DIRECTIONS: Work out the count of lines in the listing below that include "snow". Give that count alone.

Segment Open

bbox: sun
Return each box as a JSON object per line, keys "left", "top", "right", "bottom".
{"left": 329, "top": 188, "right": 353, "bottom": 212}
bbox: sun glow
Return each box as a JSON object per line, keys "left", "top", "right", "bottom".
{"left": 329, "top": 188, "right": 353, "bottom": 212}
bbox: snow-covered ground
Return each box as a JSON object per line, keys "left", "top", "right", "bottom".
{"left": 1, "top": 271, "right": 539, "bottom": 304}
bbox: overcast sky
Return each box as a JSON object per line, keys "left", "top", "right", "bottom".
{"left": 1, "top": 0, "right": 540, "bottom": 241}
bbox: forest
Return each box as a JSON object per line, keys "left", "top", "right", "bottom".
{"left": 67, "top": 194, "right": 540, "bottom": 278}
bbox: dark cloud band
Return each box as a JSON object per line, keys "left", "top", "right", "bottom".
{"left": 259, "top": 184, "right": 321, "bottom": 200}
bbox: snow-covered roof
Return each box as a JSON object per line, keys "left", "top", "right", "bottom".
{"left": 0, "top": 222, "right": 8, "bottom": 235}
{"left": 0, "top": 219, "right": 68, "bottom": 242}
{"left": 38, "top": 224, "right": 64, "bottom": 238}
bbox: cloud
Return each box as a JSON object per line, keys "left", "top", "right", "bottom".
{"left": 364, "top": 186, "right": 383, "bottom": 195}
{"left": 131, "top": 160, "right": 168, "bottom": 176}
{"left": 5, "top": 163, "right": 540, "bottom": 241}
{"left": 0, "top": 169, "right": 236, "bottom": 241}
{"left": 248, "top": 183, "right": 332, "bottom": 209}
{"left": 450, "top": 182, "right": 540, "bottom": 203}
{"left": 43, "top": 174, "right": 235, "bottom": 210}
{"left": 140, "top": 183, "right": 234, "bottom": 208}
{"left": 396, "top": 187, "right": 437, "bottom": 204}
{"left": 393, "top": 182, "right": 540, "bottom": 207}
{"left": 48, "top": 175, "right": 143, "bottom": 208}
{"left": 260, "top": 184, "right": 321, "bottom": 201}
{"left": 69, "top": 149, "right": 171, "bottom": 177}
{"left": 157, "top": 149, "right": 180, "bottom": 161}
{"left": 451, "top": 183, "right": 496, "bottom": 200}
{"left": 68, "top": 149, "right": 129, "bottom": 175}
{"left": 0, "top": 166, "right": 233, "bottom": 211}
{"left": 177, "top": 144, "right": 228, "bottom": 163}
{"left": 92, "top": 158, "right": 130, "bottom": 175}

Segment Closed

TASK RESULT: 2